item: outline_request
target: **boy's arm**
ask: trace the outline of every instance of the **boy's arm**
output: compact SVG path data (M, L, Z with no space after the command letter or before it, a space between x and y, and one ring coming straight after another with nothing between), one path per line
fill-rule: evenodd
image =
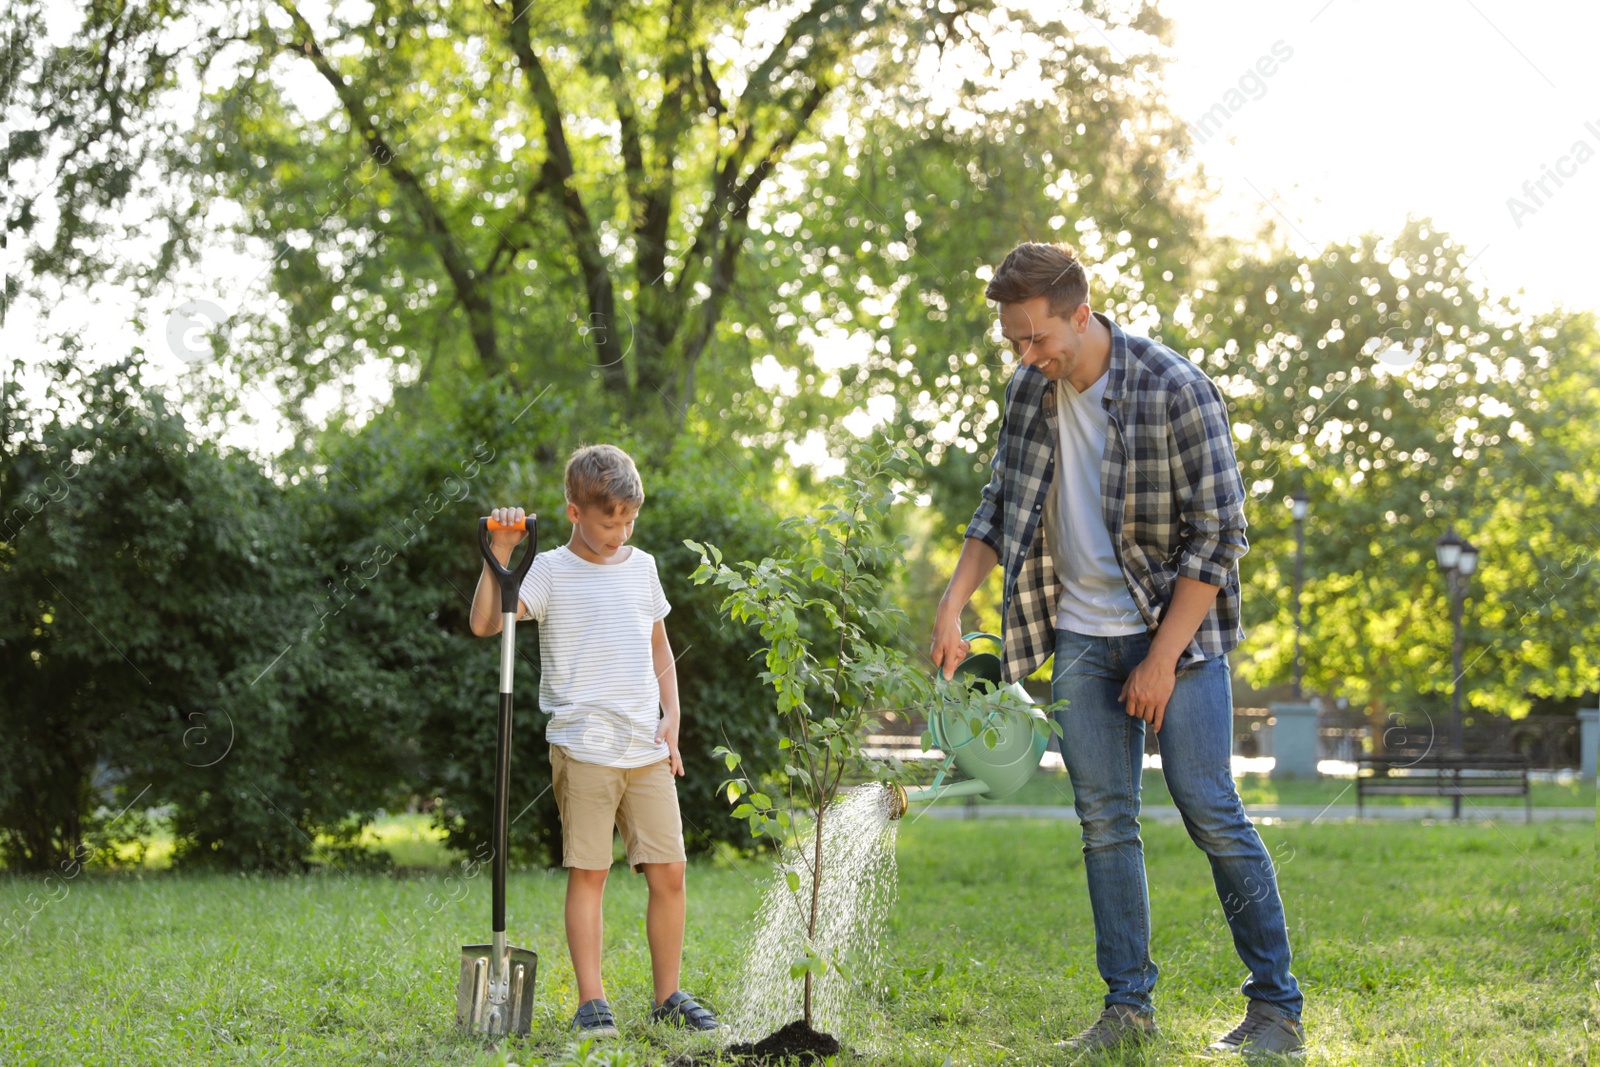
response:
M511 549L500 551L494 548L494 558L504 567L511 559ZM522 601L517 601L517 617L523 615ZM493 637L500 632L500 580L494 576L489 565L483 565L483 572L478 575L478 588L472 594L472 632L478 637Z
M526 513L521 508L495 508L489 514L495 522L511 526L521 522ZM527 536L521 530L496 530L489 535L489 551L494 553L494 558L500 566L509 566L511 553L516 551L517 545ZM519 598L517 618L523 618L527 613L527 605ZM478 637L493 637L500 632L500 580L489 569L487 561L483 564L483 571L478 575L478 588L472 594L472 614L467 620L467 625Z
M678 667L672 658L672 643L667 640L666 624L657 619L650 631L650 658L655 665L656 681L661 686L661 724L656 727L656 743L667 743L668 759L672 773L683 777L683 757L678 753Z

Exercise requirements
Excluding the images, copy all of the material above verbatim.

Exercise solution
item: outline_request
target: **boy's arm**
ask: trace the outline of every instance of the **boy's arm**
output: compact SVG path data (M, L, Z with no space after the command letter or before it, a space between x and y, and one ring coming straight after another with nothing between), one path per line
fill-rule: evenodd
image =
response:
M511 549L500 551L494 548L494 558L504 567L511 559ZM522 601L517 601L517 617L523 615ZM493 637L500 632L500 580L494 576L489 565L483 565L483 572L478 575L478 588L472 594L472 632L478 637Z
M526 513L521 508L495 508L489 514L495 522L511 526L521 522ZM527 536L521 530L496 530L489 535L489 551L494 553L494 558L500 566L509 566L511 553L516 551L517 545ZM519 598L517 618L523 618L527 613L527 605ZM478 637L493 637L500 632L500 580L489 569L487 561L483 564L483 571L478 575L478 588L472 594L472 614L467 620L467 625Z
M678 667L672 658L672 643L667 640L666 624L657 619L650 631L650 658L655 665L656 681L661 686L661 724L656 727L656 743L667 743L668 759L672 773L683 777L683 757L678 753Z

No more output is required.